● Exercise A:
Answer these questions about the S100A1 talk summary:
(i) In which two kinds of samples has S100A1 been shown to be depleted?
(ii) What position does Petia Shipkova currently hold at Bristol-Myers Squibb?
(iii) What analytical technique are the groups she leads focused on?
● Exercise B:
Reproduce word for word the stretch of the S100A1 talk summary from "The S100A1 protein" through "in Drug Discovery.".

● Document section:
───
Gene Therapy in Drug Discovery: The S100A1 Story

Petia Shipkova, Ph.D. and Paul Levesque, Ph.D., (Bristol Myers-Squibb)
The S100A1 protein is a multifunctional target regulating normal cardiac function and, therefore, was a promising target of interest for the treatment of heart failure. Published data has shown S100A1 to be depleted in failing cardiomyocytes from human heart failure biopsies and in heart failure rodent animal models. A gene therapy approach leading to increased expression levels of the protein directly in the heart could potentially lead to restoration of contractile function and improve overall cell survival. This talk highlights the issues and considerations as well as learnings of the progression of S100A1 gene therapy approach in Drug Discovery.

Petia Shipkova, Ph.D. is currently a Scientific Senior Director at Bristol-Myers Squibb (BMS), NJ. She leads an LCMS-focused analytical and bioanalytical groups providing support for all Drug Discovery programs at BMS. The research efforts include high order structure characterization and epitope mapping as well as in vivo quantitation of all modality drug candidates, target proteins and biomarkers, including metabolomics profiling assays.
───
(Data excerpts)
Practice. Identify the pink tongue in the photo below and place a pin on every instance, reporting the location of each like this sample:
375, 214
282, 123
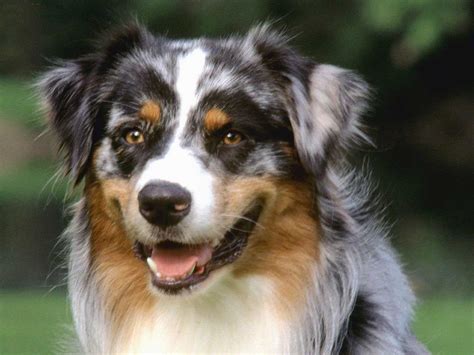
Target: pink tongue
178, 261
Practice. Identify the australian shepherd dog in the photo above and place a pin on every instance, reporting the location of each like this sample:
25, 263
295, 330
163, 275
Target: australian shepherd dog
219, 214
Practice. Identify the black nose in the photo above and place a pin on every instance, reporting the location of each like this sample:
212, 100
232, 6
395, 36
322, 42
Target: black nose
163, 203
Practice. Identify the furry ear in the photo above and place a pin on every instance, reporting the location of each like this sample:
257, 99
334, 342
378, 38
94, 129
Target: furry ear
325, 102
71, 97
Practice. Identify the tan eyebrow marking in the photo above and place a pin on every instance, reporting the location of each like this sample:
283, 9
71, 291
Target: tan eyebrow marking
150, 111
215, 118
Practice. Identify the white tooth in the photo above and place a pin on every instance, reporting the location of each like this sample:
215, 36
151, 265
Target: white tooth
152, 265
190, 272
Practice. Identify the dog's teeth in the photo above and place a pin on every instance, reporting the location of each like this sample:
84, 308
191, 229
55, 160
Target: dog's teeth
152, 265
190, 272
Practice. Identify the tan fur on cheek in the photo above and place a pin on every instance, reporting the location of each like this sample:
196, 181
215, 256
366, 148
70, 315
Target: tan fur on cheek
284, 245
150, 112
123, 278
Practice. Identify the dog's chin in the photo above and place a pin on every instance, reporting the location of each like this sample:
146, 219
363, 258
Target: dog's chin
182, 268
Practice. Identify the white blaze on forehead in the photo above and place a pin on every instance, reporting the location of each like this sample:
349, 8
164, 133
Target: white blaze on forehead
179, 165
190, 69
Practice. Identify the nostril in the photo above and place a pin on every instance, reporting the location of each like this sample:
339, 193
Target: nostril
180, 207
164, 203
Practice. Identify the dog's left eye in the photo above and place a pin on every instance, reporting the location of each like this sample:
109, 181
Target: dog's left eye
232, 138
134, 136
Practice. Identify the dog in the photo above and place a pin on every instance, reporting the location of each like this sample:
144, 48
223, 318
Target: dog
219, 211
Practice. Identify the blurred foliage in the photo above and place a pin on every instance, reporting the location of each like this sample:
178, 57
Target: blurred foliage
418, 55
35, 321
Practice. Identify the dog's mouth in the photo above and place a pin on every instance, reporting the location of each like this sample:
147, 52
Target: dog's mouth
177, 266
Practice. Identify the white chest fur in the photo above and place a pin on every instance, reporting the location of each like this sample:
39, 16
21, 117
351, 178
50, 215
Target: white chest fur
236, 316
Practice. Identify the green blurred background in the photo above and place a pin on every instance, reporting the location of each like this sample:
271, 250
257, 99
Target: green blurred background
417, 54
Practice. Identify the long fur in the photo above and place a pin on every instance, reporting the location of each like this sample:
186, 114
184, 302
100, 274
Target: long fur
355, 298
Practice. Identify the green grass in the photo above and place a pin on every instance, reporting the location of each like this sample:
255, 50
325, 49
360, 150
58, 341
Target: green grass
33, 181
18, 103
445, 326
34, 323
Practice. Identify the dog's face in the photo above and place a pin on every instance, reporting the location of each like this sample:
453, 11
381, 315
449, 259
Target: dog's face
195, 148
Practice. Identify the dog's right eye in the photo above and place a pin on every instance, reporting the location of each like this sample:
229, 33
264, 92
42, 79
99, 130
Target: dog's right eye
134, 136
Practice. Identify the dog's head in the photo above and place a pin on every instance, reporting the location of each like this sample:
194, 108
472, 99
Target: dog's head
189, 147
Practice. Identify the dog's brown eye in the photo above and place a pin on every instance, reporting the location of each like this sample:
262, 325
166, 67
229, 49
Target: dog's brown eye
232, 138
134, 136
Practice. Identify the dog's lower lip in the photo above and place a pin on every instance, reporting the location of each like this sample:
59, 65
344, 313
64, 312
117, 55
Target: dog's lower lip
229, 249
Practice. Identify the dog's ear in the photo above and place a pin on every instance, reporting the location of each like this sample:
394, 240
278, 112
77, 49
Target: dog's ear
325, 102
70, 93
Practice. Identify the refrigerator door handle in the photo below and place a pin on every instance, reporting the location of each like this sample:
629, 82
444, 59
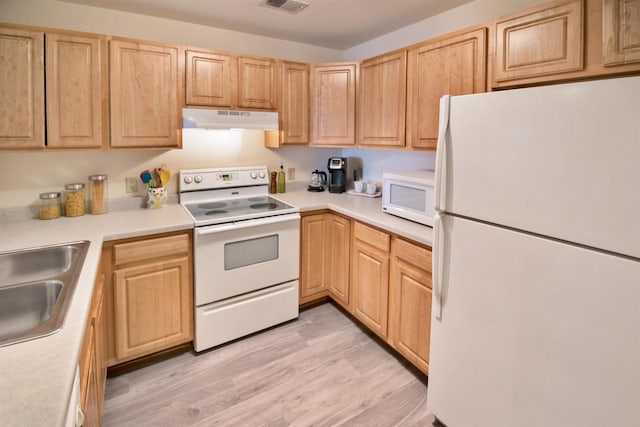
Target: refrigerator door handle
438, 264
441, 173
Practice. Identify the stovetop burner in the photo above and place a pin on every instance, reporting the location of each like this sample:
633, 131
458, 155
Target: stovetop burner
224, 195
236, 209
268, 206
208, 213
212, 205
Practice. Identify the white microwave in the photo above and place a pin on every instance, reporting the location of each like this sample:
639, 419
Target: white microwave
409, 195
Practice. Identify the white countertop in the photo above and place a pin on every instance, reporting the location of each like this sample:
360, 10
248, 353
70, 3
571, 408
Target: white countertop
365, 209
36, 376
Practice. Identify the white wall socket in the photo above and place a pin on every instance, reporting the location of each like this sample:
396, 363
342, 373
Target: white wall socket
131, 185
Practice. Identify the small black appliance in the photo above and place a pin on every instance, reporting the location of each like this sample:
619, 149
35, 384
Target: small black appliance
337, 167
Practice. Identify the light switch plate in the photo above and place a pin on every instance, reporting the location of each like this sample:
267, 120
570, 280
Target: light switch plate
131, 185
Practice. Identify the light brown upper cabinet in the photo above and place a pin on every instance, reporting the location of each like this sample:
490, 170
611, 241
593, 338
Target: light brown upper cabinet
333, 103
257, 83
146, 94
76, 90
294, 108
546, 40
454, 64
211, 79
621, 32
382, 97
21, 88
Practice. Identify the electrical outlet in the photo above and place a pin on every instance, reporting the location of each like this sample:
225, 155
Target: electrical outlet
131, 185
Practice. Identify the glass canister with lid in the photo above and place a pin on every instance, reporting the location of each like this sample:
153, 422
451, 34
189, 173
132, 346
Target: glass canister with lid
74, 199
50, 205
97, 194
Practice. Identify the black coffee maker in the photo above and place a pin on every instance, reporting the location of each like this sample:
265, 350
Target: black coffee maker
337, 167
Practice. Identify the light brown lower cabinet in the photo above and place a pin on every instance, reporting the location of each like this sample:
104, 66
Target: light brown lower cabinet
339, 235
410, 287
370, 277
381, 279
149, 295
93, 368
324, 265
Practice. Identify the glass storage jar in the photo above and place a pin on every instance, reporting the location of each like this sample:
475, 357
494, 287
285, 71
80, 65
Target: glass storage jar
49, 205
74, 199
97, 194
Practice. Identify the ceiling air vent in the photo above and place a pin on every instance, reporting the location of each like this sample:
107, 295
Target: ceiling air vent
289, 6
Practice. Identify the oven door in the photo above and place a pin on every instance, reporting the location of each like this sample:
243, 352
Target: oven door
236, 258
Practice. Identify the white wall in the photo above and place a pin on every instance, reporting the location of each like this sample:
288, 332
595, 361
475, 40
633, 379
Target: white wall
69, 16
376, 162
23, 176
474, 13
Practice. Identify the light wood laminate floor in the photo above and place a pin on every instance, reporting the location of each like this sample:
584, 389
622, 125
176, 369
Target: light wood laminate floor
320, 370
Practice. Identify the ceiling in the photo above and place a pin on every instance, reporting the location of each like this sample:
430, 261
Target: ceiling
336, 24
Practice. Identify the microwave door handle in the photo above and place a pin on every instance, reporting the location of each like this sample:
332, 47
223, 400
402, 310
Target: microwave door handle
441, 154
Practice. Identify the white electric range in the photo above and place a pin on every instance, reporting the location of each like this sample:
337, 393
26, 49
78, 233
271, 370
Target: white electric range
246, 252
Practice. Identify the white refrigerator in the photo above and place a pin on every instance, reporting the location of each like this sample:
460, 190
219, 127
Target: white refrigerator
536, 267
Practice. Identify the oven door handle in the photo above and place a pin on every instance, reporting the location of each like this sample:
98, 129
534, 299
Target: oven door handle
211, 229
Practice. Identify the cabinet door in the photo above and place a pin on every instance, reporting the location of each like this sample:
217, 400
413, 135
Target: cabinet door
211, 79
382, 99
370, 277
153, 307
313, 268
410, 302
294, 114
339, 237
145, 101
333, 104
76, 85
455, 65
545, 41
21, 88
621, 32
257, 83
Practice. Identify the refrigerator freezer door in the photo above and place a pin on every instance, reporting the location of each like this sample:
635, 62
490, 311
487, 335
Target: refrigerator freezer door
533, 332
562, 161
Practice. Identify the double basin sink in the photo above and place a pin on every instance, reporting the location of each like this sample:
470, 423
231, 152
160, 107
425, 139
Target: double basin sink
36, 287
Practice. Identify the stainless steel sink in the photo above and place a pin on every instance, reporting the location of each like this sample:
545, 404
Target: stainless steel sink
35, 264
36, 287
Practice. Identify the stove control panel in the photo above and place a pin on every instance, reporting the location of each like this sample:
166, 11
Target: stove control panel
210, 179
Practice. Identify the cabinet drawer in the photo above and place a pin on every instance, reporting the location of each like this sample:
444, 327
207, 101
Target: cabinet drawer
372, 237
125, 253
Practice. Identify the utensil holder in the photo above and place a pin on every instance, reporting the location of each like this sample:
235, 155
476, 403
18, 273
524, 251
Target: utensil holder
156, 197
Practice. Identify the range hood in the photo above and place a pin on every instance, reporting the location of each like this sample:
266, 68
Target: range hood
228, 119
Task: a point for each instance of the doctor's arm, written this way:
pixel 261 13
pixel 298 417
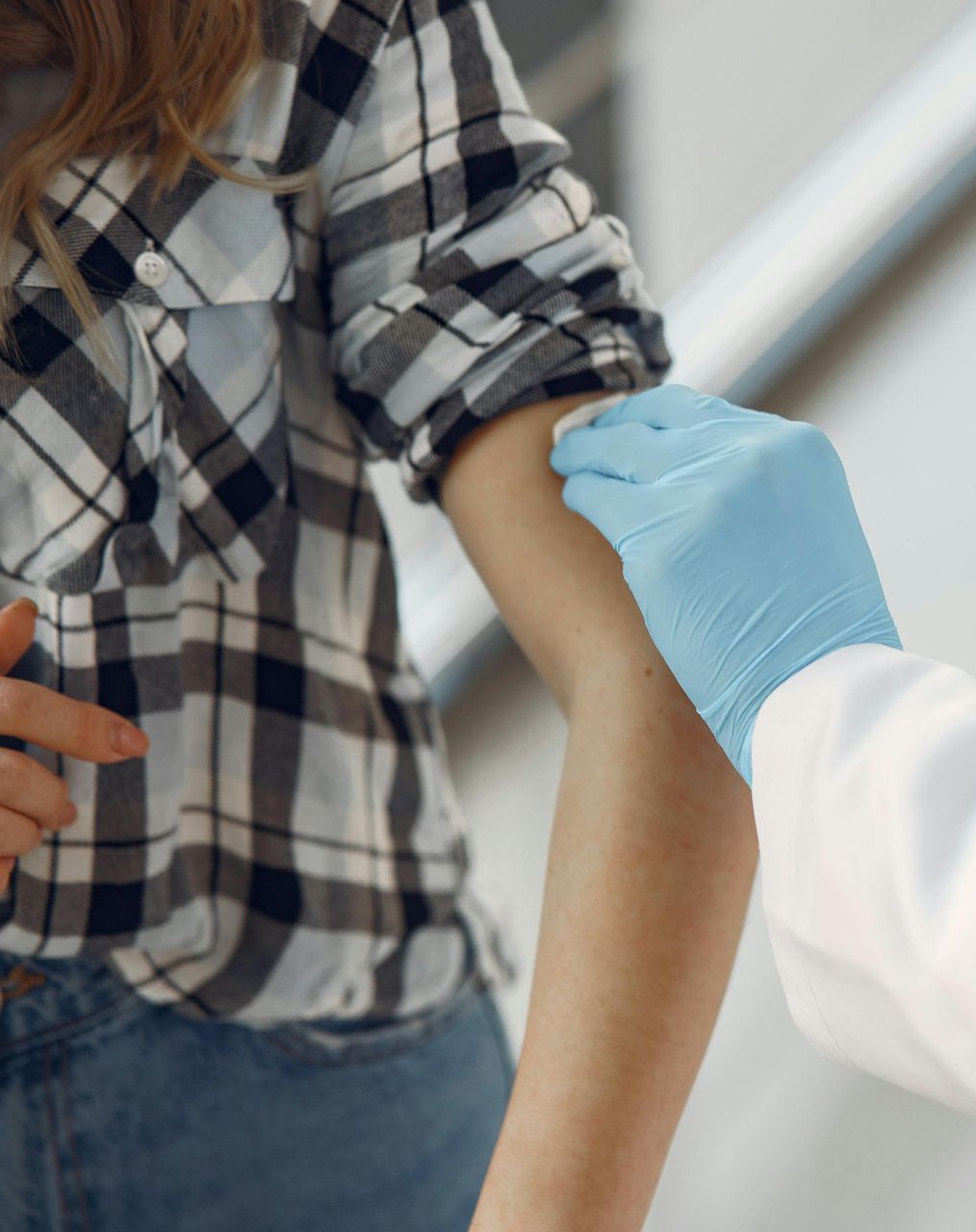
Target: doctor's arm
pixel 742 546
pixel 651 860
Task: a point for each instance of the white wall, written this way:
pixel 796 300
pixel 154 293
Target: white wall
pixel 774 1138
pixel 731 99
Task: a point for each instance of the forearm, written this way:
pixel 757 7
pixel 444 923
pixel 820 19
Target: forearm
pixel 651 863
pixel 651 859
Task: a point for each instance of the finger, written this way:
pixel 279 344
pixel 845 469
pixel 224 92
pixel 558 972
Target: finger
pixel 628 451
pixel 16 632
pixel 18 834
pixel 674 407
pixel 42 716
pixel 34 790
pixel 614 506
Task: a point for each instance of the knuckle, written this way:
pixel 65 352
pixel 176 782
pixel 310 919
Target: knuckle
pixel 15 771
pixel 18 834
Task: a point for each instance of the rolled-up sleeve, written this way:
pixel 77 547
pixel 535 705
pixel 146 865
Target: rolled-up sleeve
pixel 466 270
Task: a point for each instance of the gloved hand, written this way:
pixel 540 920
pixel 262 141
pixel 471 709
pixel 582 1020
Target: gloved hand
pixel 739 542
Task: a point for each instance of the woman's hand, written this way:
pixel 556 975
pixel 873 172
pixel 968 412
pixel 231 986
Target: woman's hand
pixel 30 795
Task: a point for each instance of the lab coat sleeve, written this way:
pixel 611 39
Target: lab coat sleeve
pixel 864 790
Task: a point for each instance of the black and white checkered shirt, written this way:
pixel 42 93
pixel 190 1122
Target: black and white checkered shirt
pixel 203 545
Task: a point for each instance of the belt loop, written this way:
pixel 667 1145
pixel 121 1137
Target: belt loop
pixel 18 981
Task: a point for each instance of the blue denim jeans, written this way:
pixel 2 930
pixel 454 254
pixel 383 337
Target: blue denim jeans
pixel 121 1116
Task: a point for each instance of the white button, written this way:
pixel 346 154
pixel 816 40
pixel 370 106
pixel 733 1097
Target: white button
pixel 152 269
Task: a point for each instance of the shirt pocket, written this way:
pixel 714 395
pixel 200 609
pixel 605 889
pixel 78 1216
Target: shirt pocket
pixel 179 466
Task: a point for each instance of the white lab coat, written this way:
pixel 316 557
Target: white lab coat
pixel 864 790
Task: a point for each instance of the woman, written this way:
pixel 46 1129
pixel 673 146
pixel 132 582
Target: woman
pixel 250 984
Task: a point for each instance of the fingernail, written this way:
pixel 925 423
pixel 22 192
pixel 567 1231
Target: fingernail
pixel 128 739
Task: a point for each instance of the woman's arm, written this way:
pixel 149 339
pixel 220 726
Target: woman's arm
pixel 651 861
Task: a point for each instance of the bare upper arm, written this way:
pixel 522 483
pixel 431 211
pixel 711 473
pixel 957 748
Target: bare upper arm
pixel 557 583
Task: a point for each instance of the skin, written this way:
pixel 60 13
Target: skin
pixel 31 796
pixel 651 861
pixel 650 867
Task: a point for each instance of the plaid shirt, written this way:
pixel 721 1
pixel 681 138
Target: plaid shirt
pixel 202 541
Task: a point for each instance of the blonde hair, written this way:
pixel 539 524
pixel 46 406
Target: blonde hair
pixel 149 78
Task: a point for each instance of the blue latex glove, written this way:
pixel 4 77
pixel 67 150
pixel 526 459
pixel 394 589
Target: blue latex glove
pixel 739 542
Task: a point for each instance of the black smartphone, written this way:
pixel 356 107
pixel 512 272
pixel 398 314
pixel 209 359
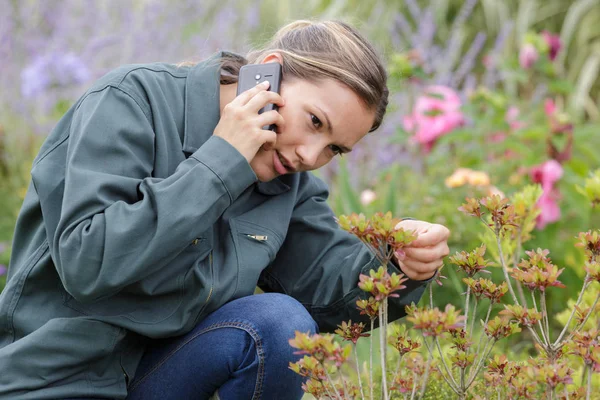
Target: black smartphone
pixel 252 74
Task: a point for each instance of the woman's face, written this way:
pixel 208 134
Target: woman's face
pixel 322 120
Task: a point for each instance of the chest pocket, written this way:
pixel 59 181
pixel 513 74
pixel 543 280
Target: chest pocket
pixel 256 247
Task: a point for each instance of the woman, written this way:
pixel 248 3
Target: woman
pixel 158 204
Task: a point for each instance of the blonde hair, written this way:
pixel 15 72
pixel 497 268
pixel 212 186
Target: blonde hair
pixel 314 50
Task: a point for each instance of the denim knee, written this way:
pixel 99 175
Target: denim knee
pixel 279 316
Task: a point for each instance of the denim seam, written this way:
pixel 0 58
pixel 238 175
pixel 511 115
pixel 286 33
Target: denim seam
pixel 239 325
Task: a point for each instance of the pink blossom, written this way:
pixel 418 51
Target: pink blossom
pixel 367 197
pixel 549 107
pixel 436 113
pixel 553 42
pixel 550 211
pixel 511 117
pixel 547 174
pixel 528 55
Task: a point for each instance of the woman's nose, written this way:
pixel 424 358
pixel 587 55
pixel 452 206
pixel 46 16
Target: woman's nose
pixel 308 154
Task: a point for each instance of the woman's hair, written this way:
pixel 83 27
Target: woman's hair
pixel 320 50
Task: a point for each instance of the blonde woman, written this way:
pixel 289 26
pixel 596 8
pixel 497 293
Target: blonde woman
pixel 158 204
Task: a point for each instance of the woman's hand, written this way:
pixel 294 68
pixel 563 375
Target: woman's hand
pixel 241 125
pixel 424 256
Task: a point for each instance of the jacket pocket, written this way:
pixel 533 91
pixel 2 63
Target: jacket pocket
pixel 256 247
pixel 14 287
pixel 154 298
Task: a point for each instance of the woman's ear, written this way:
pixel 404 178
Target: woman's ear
pixel 273 57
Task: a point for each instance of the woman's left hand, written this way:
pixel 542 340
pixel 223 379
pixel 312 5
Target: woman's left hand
pixel 424 256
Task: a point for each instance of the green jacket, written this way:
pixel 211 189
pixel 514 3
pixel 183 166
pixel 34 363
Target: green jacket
pixel 139 222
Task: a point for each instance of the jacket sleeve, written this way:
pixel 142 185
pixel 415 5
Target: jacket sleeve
pixel 118 224
pixel 319 264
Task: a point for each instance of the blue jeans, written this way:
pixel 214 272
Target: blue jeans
pixel 241 350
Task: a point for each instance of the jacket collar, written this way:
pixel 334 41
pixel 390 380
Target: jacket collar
pixel 202 97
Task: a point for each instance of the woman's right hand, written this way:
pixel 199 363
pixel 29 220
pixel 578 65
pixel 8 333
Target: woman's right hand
pixel 241 125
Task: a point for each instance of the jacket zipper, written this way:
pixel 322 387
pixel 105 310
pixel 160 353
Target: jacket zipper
pixel 211 280
pixel 260 238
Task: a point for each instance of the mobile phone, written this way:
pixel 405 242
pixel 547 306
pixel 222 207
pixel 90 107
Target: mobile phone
pixel 252 74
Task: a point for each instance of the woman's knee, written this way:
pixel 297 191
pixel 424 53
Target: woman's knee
pixel 279 312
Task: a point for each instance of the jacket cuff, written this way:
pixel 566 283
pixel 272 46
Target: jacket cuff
pixel 228 164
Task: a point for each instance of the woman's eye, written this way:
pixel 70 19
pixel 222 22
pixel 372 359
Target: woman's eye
pixel 316 121
pixel 336 150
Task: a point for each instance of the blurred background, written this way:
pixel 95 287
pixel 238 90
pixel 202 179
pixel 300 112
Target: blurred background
pixel 486 97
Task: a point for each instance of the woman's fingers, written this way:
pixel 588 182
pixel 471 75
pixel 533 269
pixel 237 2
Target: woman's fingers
pixel 261 99
pixel 271 117
pixel 245 96
pixel 427 254
pixel 419 271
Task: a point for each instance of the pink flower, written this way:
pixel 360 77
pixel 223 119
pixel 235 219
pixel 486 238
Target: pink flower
pixel 511 117
pixel 528 55
pixel 549 107
pixel 547 174
pixel 436 113
pixel 550 211
pixel 553 42
pixel 367 197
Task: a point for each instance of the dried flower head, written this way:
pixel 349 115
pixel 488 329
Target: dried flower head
pixel 381 284
pixel 368 307
pixel 590 241
pixel 351 332
pixel 472 207
pixel 502 213
pixel 499 328
pixel 486 288
pixel 471 262
pixel 524 316
pixel 538 273
pixel 434 322
pixel 401 341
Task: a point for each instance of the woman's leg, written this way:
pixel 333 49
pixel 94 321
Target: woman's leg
pixel 241 349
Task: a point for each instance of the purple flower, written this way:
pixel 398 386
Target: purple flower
pixel 553 42
pixel 53 69
pixel 528 55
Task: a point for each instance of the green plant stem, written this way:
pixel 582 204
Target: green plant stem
pixel 467 308
pixel 371 358
pixel 430 295
pixel 541 325
pixel 396 372
pixel 474 316
pixel 344 386
pixel 588 391
pixel 426 378
pixel 545 315
pixel 586 317
pixel 337 395
pixel 412 394
pixel 487 317
pixel 385 319
pixel 437 343
pixel 382 339
pixel 451 384
pixel 566 327
pixel 325 385
pixel 358 372
pixel 484 356
pixel 516 257
pixel 505 269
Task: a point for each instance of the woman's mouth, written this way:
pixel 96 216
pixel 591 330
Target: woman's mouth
pixel 278 163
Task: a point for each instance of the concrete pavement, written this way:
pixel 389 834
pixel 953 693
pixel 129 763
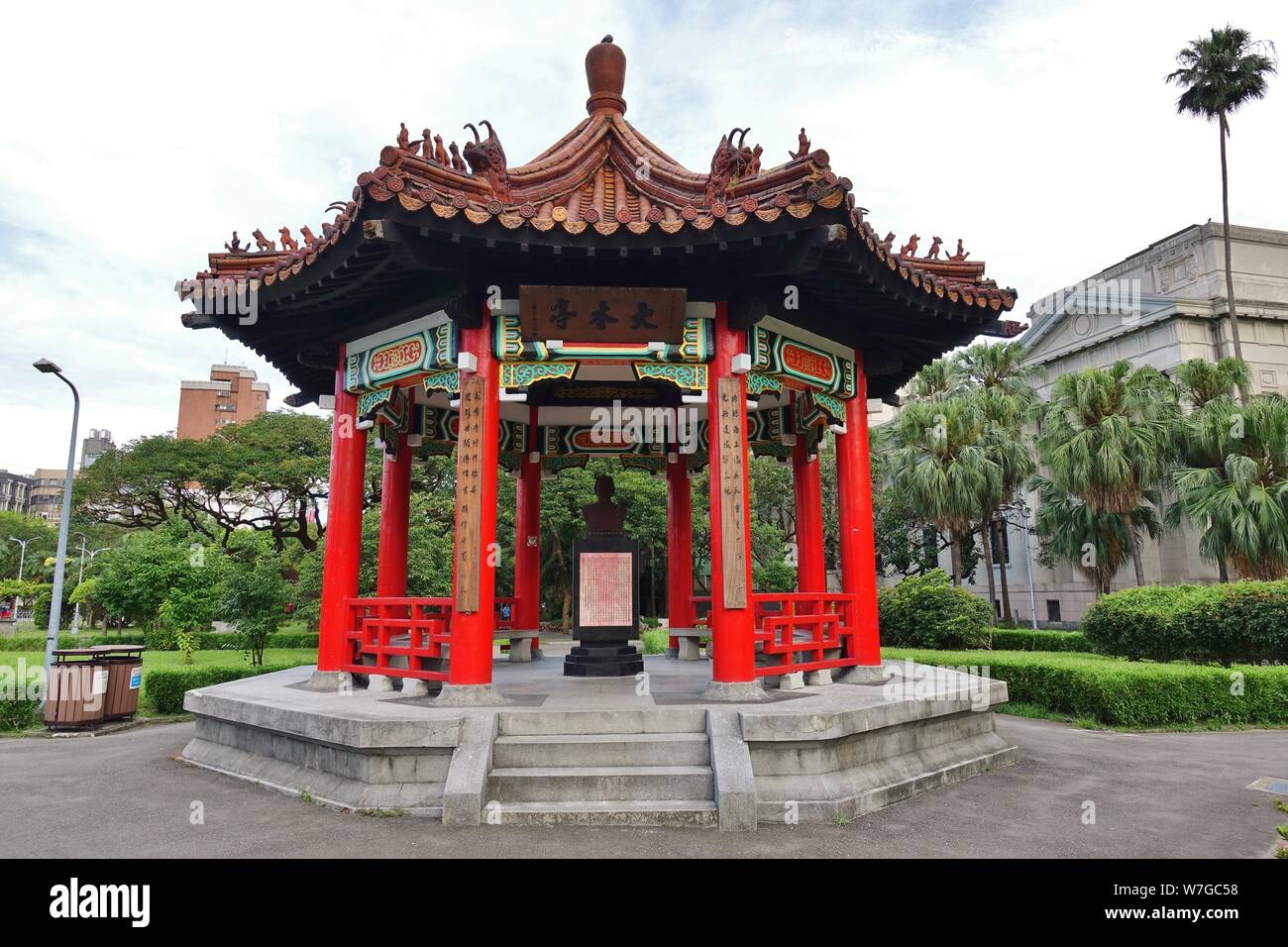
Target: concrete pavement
pixel 1171 795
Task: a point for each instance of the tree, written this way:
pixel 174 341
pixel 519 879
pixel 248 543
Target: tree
pixel 1003 380
pixel 254 596
pixel 1095 541
pixel 1240 496
pixel 941 466
pixel 268 474
pixel 1219 73
pixel 1107 437
pixel 1199 380
pixel 940 379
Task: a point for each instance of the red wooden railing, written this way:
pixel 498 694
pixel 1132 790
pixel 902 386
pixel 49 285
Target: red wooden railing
pixel 415 629
pixel 799 629
pixel 802 628
pixel 406 628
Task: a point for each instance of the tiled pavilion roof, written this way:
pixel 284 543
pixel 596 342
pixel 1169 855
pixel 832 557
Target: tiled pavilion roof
pixel 605 184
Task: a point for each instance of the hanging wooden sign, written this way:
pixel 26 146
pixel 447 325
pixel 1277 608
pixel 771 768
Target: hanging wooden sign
pixel 469 479
pixel 733 539
pixel 601 313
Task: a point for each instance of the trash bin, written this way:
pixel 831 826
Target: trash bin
pixel 124 678
pixel 76 685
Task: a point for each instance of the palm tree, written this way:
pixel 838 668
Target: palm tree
pixel 1107 440
pixel 1094 541
pixel 1219 73
pixel 1199 380
pixel 1009 402
pixel 940 379
pixel 941 464
pixel 1240 499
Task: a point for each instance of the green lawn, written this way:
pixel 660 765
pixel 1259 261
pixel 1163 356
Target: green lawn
pixel 155 660
pixel 1126 693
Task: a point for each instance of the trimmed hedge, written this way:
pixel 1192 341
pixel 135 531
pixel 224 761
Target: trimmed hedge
pixel 207 641
pixel 1128 693
pixel 163 688
pixel 1233 621
pixel 1028 639
pixel 930 612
───
● Written answer A:
(i) Failing cardiomyocytes from human heart failure biopsies, and heart failure rodent animal models.
(ii) Scientific Senior Director.
(iii) LCMS.

● Written answer B:
The S100A1 protein is a multifunctional target regulating normal cardiac function and, therefore, was a promising target of interest for the treatment of heart failure. Published data has shown S100A1 to be depleted in failing cardiomyocytes from human heart failure biopsies and in heart failure rodent animal models. A gene therapy approach leading to increased expression levels of the protein directly in the heart could potentially lead to restoration of contractile function and improve overall cell survival. This talk highlights the issues and considerations as well as learnings of the progression of S100A1 gene therapy approach in Drug Discovery.